▶ Set exercise: Transcribe every line exactly. Leave the pictures behind.

A block of data
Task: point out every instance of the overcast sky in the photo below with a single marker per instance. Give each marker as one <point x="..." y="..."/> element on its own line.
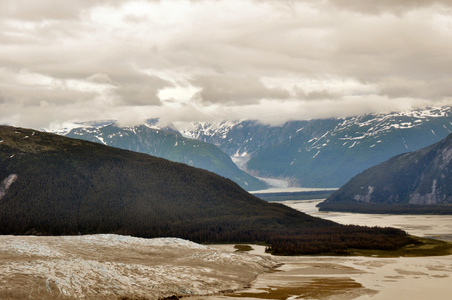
<point x="275" y="60"/>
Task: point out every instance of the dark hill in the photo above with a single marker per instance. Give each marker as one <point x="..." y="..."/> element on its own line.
<point x="415" y="182"/>
<point x="55" y="185"/>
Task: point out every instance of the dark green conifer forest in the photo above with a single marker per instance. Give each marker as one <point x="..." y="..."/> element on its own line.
<point x="65" y="186"/>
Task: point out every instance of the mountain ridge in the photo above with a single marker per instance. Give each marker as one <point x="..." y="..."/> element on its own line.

▶ Output of the task:
Task: point out every instance of the overcast sky in the photo below with a single marker per instance. Give each marker as one <point x="..." y="..."/> element on its own line.
<point x="275" y="60"/>
Task: point out every instance of the dark hill in the photo above with a single marker per instance. Give each marker as one <point x="..." y="..."/> element on its own line.
<point x="415" y="182"/>
<point x="55" y="185"/>
Task: point out every instance of the dark green conifer forest in the photo above with a single marker per instance. Give each marker as one <point x="..." y="..."/> element on its own line.
<point x="65" y="186"/>
Task: point out every instance of the mountain ridge in the photo above with a single marker per instance. Give each marker as one <point x="..." y="..."/> element on its own line.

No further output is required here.